## EXCERTO SELECIONADO:
Em plenos treinos, aprendendo uma dança nova: la bachata.
Então, não atinava com o passo do refrão. Toca no chão com o pé direito, um-dois-três enquanto vira, toca no chão com o pé esquerdo e repete. Toda eu era trocas no toca, acertando o passo no resto da música, chegada ao refrão - só a parte principal da dança, convenhamos - e troca e troca.
Até que. Ainda a música não soava no ar, e aquilo saiu-me assim, como se já soubesse o passo do refrão há que tempos. Estava na cabeça, não me chegava aos pés. Ontem foi o clic, da cabeça aos pés.
Faz-me isto lembrar um problema social que vivi na infância que, como todos os pequenos traumas, ficou para sempre a bailar-me na cabeça, isto quase literalmente: quando eu era uma criança, havia música de fundo nos supermercados (também se fumava lá dentro, eram outros tempos de país em vias de desenvolvimento, mas nem por isso menos feliz). Eu ia, ou melhor, era levada, e fazia um imenso esforço para não desatar a dançar nos corredores, entre latas e pacotes de detergente. (Eram aos pacotes de papelão, nada cá do malfadado plástico.) Normalmente, não conseguia levar adiante os meus intentos, porque bastava distrair-me, e lá ia eu a esvoaçar, rodopiante, até à outra ponta do sector, ou até encontrar uma barreira física qualquer. (De fraldas, não havia de ser com certeza, pois as fraldas, naquele tempo, eram de pano, cá nada destes químicos que mais tarde impingimos aos nossos filhos e à atmosfera.) Depois houve ali um tempo em que não fui ao supermercado, por coincidência, ou decisão materna, que havia de estar farta de ir apanhar a bailareca ao fundo do estabelecimento, envergonhada por, mais uma vez, ter perdido o controle derivados à música. (Não foi isso de certeza, a minha mãe era a pessoa mais low profile para essas coisas, o mais certo seria até achar graça.) Acredito que foi mesmo porque não calhou. Quando lá voltei, já naquela fase espigadota em que somos uma crisálida, ou lá o que é (nem lagarta nem borboleta), sentindo-me senhora do meu nariz e da minha vontade, percorri a distância que distava entre a minha casa e o dito mercado, a debitar mentalmente um mantra, "Não vou dançar, não vou dançar, não vou dançar", entrei, toda eu convicções e autodeterminação, ouvi a música, toda eu mãos e pés juntos, parecia uma louva-a-Deus concentradíssima, aguentei o impulso sabe aquele a quem louvava a que penas, até que.

## LISTAGEM APRESENTADA:
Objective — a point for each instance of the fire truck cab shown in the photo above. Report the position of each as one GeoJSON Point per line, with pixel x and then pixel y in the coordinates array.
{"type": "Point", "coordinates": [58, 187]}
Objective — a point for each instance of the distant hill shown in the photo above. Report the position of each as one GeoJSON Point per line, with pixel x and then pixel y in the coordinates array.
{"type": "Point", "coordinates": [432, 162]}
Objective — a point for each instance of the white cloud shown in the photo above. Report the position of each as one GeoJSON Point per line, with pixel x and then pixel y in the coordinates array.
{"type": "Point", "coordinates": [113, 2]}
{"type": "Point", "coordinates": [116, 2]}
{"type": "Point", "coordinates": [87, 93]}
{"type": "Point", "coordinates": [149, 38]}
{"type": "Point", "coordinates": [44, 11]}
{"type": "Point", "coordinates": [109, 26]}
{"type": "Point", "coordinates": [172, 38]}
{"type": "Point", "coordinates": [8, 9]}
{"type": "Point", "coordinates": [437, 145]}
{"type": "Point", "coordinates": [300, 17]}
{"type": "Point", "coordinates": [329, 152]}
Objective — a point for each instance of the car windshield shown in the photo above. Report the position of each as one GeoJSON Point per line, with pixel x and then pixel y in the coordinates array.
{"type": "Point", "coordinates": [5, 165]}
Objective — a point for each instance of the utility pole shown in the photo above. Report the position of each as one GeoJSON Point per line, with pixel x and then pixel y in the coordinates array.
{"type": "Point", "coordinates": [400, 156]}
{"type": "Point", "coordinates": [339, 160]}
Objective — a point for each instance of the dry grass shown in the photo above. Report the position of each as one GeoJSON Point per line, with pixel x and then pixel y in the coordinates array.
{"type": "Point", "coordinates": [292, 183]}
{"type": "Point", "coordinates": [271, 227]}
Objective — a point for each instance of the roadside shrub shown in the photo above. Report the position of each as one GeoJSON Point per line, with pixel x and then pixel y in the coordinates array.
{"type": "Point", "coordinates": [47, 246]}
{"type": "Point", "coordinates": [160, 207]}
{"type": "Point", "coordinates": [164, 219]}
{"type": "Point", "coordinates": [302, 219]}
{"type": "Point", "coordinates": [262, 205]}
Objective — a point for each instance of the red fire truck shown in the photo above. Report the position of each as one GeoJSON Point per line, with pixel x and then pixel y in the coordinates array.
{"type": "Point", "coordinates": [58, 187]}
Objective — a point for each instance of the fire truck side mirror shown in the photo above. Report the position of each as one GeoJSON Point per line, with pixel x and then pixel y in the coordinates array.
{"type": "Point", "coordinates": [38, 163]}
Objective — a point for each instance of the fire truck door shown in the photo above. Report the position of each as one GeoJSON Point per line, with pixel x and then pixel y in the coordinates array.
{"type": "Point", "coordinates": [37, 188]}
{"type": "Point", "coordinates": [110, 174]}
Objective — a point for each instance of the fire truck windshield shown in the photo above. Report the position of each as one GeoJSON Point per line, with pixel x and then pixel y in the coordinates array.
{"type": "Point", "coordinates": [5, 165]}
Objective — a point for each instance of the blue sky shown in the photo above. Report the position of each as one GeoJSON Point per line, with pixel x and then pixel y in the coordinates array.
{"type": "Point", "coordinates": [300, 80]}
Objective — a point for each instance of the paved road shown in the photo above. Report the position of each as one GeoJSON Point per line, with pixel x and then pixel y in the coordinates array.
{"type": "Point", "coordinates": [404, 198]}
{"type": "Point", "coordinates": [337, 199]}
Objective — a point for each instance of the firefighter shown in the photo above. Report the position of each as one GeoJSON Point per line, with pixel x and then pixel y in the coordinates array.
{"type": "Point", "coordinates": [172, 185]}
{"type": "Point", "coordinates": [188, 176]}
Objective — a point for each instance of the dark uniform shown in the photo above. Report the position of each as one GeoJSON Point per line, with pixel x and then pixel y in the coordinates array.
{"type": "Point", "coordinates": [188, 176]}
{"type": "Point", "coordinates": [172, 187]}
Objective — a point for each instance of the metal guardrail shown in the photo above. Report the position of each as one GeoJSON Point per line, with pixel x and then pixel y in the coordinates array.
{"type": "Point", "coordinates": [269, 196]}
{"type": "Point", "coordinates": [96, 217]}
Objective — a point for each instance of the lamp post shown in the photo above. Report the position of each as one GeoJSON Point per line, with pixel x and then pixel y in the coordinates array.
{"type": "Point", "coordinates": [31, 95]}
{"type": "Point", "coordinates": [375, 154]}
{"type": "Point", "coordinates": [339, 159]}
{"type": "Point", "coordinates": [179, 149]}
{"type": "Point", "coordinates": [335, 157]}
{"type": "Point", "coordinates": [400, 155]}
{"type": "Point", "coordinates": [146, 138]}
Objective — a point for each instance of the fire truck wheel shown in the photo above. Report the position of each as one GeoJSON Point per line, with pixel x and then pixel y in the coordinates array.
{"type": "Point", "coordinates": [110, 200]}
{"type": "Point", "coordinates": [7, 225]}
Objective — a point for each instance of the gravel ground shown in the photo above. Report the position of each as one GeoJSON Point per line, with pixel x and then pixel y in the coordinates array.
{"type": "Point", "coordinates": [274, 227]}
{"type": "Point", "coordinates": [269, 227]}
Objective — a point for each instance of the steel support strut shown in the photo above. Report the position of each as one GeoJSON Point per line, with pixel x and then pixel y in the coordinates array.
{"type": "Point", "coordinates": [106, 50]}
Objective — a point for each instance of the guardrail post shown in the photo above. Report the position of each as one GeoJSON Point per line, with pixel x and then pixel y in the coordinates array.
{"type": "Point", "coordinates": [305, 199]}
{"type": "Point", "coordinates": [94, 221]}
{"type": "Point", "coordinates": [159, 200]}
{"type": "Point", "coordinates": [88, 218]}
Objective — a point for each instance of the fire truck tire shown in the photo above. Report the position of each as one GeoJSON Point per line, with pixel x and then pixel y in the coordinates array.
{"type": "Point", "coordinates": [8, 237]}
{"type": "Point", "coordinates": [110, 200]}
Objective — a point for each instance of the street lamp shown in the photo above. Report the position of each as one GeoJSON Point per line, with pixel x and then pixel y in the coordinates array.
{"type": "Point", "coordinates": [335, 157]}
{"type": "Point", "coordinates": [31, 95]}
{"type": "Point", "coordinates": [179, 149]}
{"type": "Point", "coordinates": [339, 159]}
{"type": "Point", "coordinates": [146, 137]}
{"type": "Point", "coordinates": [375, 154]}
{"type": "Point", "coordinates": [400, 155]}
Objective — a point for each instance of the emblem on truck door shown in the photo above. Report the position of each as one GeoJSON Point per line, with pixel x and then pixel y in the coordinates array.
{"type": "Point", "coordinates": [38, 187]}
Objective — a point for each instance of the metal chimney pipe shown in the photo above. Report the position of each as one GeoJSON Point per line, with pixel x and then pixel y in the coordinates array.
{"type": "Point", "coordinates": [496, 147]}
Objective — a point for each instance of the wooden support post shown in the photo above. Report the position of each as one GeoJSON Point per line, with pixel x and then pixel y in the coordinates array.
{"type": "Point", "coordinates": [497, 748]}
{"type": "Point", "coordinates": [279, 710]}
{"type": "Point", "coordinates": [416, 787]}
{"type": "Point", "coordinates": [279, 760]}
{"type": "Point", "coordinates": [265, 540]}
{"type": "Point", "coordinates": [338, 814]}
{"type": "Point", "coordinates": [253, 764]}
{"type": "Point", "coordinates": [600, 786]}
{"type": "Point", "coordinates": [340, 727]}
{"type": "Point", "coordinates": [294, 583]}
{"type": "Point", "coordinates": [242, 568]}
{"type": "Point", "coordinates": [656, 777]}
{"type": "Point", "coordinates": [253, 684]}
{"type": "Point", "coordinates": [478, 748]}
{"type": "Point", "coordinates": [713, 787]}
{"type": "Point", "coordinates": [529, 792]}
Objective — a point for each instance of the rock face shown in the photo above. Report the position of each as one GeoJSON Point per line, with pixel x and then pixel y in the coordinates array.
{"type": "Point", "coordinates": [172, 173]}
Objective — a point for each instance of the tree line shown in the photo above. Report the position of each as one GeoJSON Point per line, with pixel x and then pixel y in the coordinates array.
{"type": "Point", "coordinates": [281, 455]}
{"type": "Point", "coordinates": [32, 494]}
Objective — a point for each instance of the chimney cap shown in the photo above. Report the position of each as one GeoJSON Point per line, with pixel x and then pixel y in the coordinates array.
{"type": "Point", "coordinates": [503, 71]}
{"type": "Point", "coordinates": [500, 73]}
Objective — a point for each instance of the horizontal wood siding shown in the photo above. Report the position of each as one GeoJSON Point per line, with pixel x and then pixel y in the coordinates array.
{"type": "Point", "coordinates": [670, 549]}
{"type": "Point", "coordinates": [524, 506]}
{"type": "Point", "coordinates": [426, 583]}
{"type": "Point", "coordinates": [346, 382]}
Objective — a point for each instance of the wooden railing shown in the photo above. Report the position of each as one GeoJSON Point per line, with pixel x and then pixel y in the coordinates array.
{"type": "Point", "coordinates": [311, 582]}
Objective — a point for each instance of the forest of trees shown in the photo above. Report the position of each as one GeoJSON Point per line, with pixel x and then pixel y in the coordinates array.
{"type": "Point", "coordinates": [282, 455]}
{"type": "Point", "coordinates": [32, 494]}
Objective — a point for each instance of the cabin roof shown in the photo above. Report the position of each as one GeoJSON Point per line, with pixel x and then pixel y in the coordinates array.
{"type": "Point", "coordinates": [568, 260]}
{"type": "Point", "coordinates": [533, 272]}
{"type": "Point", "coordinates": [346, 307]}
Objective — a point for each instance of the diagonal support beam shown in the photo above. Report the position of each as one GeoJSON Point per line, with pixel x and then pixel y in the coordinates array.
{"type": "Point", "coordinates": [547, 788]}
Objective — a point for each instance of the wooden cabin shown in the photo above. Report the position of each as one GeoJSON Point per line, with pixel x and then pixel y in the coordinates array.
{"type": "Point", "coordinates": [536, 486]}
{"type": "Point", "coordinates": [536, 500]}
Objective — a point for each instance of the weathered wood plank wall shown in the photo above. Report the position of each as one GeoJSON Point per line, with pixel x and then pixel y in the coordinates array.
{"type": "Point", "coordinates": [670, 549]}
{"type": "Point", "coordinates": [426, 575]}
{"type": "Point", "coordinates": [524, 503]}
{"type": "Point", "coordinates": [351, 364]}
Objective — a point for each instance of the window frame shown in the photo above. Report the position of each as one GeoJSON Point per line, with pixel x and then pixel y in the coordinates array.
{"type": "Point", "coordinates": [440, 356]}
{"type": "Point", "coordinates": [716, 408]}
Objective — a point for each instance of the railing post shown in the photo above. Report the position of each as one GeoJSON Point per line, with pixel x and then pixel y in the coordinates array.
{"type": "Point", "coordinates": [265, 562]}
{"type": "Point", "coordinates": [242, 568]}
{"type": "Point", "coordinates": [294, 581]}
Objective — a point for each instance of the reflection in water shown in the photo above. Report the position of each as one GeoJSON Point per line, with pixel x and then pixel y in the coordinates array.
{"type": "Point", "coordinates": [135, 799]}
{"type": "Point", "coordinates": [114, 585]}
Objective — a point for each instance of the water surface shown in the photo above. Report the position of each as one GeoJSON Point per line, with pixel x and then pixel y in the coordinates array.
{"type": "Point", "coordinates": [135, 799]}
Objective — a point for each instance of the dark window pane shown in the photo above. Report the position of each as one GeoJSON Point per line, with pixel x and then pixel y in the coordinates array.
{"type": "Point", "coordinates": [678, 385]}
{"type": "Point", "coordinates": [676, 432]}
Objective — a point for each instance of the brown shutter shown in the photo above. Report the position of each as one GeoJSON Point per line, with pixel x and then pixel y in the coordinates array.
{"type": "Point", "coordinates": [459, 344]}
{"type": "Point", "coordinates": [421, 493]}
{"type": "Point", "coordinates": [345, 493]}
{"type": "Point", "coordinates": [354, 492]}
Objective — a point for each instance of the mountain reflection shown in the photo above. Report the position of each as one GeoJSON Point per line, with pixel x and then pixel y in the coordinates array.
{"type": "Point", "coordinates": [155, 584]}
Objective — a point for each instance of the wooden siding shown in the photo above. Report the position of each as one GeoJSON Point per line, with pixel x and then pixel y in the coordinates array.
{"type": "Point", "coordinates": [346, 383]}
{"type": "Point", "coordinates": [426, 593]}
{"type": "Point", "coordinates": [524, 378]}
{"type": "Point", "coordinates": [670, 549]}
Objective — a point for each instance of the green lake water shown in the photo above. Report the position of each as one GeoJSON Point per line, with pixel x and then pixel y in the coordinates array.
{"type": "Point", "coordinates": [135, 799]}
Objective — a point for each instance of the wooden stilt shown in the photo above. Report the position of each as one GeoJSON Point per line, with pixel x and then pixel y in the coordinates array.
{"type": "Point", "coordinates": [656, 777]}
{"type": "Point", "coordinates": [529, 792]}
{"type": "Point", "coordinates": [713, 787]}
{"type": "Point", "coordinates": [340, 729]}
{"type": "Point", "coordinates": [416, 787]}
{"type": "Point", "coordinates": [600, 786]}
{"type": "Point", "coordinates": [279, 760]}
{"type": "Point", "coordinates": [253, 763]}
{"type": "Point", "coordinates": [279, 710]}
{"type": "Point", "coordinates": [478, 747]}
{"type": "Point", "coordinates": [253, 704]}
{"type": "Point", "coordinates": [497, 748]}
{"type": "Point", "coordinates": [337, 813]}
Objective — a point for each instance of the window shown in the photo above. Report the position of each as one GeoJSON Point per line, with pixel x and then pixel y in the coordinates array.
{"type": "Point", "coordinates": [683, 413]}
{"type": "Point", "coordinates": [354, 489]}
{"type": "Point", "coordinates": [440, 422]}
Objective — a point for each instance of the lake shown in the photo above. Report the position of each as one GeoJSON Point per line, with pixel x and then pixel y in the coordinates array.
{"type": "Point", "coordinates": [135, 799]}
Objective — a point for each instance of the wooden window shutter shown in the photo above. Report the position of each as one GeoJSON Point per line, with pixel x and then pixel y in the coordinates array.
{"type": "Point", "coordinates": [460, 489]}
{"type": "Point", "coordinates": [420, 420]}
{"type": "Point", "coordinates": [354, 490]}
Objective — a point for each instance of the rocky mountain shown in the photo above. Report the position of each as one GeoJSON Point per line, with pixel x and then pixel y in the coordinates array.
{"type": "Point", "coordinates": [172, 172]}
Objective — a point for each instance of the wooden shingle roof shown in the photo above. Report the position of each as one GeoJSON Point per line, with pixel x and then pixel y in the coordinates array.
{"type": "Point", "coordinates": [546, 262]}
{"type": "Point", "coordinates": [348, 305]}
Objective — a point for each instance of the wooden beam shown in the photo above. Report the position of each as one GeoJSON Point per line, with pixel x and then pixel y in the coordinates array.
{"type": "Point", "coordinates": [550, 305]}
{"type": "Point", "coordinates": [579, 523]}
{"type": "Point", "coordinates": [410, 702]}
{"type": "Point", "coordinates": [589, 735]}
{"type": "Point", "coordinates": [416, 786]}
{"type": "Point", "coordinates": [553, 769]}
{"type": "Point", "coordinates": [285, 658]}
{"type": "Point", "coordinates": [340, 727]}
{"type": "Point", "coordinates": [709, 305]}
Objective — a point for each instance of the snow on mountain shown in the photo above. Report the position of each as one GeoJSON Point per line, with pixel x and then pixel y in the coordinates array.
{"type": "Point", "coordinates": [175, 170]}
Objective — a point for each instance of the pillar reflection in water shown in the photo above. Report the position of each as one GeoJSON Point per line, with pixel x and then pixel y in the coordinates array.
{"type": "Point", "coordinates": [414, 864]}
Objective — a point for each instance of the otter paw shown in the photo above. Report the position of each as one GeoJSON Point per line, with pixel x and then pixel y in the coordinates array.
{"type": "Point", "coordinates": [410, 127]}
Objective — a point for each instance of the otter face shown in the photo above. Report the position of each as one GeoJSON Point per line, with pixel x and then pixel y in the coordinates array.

## TAREFA PROPOSTA 1:
No excerto sobre a aprendizagem da bachata, de que material eram feitos os pacotes de detergente nos supermercados da infância?
## TAREFA PROPOSTA 2:
Prossiga o excerto sobre a bachata e as idas ao supermercado a partir da última frase apresentada.
A listagem constitui material independente e não se relaciona com o excerto.

## RESPOSTA 1:
Eram de papelão.

## RESPOSTA 2:
...
Não sei como foi aquilo, devo ter-me distraído da promessa, posso ter tido uma branca, sei lá.
Sei que "acordei", e, enquanto a minha mãe e a minha irmã escolhiam coisas numa prateleira, já eu rodopiava por ali, tolhida de vergonha, achincalhada pela minha própria fraqueza e incapacidade de resistir a um passinho de dança.
Isto até pode ser uma doença psiquiátrica com um nome estrambólico e eu não sei.